### Exercise set
**1)** What is the Spanish translation of this sentence from the Harvard admissions passage: "Among white admits, over 43% are ALDC."?
**2)** Can you write the next part of the post on legacy and athlete preferences at Harvard, picking up after its quoted abstract?

Start Source passage

"Legacy and Athlete Preferences at Harvard"

Peter Arcidiacono, the Duke professor who was the expert witness for Students for Fair Admissions in the Harvard case, has now (with co-authors) produced a paper on the subject entitled “Legacy and Athlete Preferences at Harvard”.
(http://public.econ.duke.edu/~psarcidi/legacyathlete.pdf). This is the abstract:

“The lawsuit Students For Fair Admissions v. Harvard University provided an unprecedented look at how an elite school makes admissions decisions. Using publicly
released reports, we examine the preferences Harvard gives for recruited athletes, legacies, those on the dean’s interest list, and children of faculty and staff (ALDCs). Among
white admits, over 43% are ALDC. Among admits who are African American, Asian
American, and Hispanic, the share is less than 16% each. Our model of admissions
shows that roughly three quarters of white ALDC admits would have been rejected if
they had been treated as white non-ALDCs. Removing preferences for athletes and
legacies would significantly alter the racial distribution of admitted students, with the
share of white admits falling and all other groups rising or remaining unchanged.”

End Source passage
Start Data section

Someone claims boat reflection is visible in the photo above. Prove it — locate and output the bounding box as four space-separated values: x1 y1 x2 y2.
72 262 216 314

End Data section

### Results for the exercise
**1)** Entre los admitidos blancos, más del 43 % son ALDC.

**2)**
Thanks for posting. Should be fun reading.

I am glad to see that the Harvard data is continuing to be analyzed. “Holistic” has always been a sham in the sense that its true workings are nothing like what it has been sold as.

LOL. I’d venture most folks dissing holistic have never been a direct part of holistic college reviewing.

From the paper, p. 3:

Anyone with common sense always understood that legacies are weaker than the average unhooked student, but it is nice to see confirmation. What perhaps most people fail to grasp is just how much weaker they must be.

Consider that the non-legacy group includes all the first generation students, by definition, as well as practically all of the low-SES group (obviously there are overlaps with the first generation), including all the Pell-eligible students. By contrast, it would be hard to imagine a group having enjoyed greater privilege than children of Harvard alumni and faculty, and of donors rich enough to pay the admissions price. And yet this privileged group is still weaker on average.

Interesting, considering SAT scores are highly correlated with family wealth, I would guess LDC applicants have higher (“stronger”) SAT/ACT scores as an aggregate, do they?

@makemesmart

I don’t think the linked paper specifically breaks out SAT/ACT score independent of Harvard’s internal “academic rating,” which primarily uses scores together with GPA to output a rating from 2 through 4, with pluses and minuses . (There are ratings of 1, 5 and 6, but these are special circumstances and only apply to a minute portion of applicants.)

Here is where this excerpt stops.